┌────────

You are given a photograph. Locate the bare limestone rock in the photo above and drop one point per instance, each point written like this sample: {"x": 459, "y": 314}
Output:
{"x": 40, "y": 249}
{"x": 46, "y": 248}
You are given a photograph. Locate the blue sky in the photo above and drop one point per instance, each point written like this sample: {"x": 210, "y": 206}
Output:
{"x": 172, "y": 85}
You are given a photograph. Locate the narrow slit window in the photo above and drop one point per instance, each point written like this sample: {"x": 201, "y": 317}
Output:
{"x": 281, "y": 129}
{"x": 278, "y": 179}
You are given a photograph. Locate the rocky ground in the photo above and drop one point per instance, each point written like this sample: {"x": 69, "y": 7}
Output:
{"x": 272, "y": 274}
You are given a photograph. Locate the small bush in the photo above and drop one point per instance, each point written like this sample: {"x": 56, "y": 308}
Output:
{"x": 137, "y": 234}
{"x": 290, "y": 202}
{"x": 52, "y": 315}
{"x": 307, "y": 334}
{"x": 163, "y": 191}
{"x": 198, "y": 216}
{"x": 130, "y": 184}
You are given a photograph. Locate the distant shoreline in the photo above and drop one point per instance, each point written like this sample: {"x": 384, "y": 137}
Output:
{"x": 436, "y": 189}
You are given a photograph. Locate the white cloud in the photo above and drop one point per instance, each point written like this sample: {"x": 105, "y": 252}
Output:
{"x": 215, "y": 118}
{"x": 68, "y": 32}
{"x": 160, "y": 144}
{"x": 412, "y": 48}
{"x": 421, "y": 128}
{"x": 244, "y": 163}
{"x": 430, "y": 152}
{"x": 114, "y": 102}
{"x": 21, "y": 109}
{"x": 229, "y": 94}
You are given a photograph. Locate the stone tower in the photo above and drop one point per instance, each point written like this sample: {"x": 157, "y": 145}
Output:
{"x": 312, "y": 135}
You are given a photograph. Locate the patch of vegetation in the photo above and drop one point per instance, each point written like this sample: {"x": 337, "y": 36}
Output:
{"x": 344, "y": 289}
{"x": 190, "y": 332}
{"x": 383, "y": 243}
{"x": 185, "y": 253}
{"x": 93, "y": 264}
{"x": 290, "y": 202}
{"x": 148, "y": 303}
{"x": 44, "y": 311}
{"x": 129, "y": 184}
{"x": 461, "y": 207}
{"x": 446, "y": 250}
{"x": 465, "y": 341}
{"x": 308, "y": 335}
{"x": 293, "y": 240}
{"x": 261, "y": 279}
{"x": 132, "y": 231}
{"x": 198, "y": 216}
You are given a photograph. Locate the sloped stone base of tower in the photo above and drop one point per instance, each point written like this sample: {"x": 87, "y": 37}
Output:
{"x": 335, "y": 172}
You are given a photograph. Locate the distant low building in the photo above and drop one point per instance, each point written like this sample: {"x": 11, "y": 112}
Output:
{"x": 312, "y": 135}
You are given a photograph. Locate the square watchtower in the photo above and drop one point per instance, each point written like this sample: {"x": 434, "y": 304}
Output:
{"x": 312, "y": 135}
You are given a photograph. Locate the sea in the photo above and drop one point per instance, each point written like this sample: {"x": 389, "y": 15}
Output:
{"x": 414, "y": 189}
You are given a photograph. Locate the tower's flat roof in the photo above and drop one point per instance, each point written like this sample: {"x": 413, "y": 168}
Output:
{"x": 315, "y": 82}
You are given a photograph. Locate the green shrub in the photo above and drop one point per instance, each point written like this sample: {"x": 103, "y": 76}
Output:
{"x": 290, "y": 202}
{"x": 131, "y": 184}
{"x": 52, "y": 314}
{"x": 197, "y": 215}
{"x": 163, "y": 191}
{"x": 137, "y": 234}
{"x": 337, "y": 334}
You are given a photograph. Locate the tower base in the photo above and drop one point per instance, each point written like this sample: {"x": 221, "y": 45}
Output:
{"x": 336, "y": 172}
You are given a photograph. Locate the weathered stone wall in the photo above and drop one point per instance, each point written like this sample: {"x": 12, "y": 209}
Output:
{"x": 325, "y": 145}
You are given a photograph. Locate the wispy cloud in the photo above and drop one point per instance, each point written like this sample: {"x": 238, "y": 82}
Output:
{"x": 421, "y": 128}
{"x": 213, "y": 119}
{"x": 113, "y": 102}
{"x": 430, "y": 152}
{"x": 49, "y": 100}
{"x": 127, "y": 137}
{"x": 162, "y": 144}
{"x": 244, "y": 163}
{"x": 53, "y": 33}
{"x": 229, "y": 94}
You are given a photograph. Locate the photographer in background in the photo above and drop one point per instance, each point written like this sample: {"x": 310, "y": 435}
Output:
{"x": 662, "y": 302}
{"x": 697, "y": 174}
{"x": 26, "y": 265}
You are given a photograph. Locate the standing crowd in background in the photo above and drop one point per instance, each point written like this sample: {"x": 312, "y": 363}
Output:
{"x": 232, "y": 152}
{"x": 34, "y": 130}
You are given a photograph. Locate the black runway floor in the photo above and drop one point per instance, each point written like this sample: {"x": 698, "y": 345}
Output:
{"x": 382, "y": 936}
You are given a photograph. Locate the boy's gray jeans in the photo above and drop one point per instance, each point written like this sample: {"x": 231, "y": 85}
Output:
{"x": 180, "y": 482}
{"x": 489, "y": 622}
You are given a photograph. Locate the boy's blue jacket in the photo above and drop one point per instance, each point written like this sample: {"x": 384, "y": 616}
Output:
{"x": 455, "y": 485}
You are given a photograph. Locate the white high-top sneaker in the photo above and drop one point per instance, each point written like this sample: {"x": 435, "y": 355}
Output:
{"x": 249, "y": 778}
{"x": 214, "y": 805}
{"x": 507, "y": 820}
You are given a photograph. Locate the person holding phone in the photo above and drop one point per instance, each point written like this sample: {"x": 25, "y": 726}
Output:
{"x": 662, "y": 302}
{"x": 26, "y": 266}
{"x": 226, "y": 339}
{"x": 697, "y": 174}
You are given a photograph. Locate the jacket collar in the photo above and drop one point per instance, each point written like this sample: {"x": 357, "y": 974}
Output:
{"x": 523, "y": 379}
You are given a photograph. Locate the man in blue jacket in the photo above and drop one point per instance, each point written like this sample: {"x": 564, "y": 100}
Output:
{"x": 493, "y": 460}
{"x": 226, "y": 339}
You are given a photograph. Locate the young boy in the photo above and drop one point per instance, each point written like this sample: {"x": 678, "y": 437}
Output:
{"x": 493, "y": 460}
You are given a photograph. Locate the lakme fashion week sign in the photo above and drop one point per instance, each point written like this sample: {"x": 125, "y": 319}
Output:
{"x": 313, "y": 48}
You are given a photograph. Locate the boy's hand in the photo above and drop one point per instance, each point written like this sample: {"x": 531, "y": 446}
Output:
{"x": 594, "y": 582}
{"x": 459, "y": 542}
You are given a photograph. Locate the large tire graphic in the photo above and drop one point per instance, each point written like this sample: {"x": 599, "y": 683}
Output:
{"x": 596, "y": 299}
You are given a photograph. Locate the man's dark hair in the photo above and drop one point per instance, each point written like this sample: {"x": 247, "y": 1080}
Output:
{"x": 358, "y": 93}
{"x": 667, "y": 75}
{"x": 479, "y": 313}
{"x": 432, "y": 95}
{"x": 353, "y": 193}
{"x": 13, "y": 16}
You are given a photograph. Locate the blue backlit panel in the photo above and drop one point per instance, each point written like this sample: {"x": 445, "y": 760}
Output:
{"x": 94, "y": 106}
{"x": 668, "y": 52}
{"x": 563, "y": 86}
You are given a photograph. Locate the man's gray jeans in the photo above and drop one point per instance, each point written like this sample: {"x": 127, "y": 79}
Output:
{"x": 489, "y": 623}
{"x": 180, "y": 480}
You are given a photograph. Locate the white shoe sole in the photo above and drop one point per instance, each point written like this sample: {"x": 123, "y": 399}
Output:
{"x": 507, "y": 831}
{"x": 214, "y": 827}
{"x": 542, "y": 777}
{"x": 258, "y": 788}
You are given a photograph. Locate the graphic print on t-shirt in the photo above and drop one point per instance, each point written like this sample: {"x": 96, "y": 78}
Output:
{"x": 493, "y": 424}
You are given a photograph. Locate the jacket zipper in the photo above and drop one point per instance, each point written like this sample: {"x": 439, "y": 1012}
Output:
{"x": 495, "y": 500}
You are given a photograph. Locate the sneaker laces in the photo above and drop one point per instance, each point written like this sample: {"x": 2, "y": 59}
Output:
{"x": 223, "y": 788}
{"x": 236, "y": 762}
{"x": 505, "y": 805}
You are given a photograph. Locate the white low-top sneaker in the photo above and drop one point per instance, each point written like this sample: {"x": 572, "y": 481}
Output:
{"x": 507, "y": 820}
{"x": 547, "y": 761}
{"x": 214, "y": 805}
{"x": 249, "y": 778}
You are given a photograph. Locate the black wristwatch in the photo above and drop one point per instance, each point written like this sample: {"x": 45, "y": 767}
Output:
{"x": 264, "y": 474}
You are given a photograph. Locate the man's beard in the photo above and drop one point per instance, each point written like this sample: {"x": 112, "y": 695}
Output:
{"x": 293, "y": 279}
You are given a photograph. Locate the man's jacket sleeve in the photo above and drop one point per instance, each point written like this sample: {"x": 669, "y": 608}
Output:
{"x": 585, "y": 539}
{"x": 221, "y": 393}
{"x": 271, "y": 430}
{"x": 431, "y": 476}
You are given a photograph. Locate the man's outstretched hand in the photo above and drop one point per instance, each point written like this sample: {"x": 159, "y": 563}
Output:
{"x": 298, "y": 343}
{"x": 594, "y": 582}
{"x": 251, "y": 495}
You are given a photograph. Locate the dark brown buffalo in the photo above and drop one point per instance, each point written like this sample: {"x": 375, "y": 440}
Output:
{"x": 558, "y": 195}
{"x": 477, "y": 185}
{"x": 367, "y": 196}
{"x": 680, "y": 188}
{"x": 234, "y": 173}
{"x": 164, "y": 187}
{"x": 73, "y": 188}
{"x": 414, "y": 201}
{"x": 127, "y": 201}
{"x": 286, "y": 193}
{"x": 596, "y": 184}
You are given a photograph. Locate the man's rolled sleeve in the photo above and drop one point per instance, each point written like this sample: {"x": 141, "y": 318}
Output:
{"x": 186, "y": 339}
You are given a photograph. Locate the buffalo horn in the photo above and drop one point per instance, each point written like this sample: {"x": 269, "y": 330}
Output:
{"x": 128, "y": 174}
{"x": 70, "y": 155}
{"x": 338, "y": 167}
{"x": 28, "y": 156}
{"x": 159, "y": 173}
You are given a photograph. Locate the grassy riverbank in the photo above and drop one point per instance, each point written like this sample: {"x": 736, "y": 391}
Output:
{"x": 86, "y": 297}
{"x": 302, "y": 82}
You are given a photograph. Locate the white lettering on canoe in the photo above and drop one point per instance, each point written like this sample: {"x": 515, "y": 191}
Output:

└────────

Aim of the task: Print the material word for word, starting at the line that contains "You are given a photograph. Locate the grassy" and stopping after its final line, with both of those lines included.

Result:
You are given a photograph. Locate the grassy riverbank in the photo above and drop one point per instance, each point written like this sample: {"x": 736, "y": 391}
Output:
{"x": 86, "y": 297}
{"x": 302, "y": 82}
You are given a photograph. Locate the white lettering on canoe in the photo above and drop one point per instance, each point written like this sample: {"x": 515, "y": 191}
Output:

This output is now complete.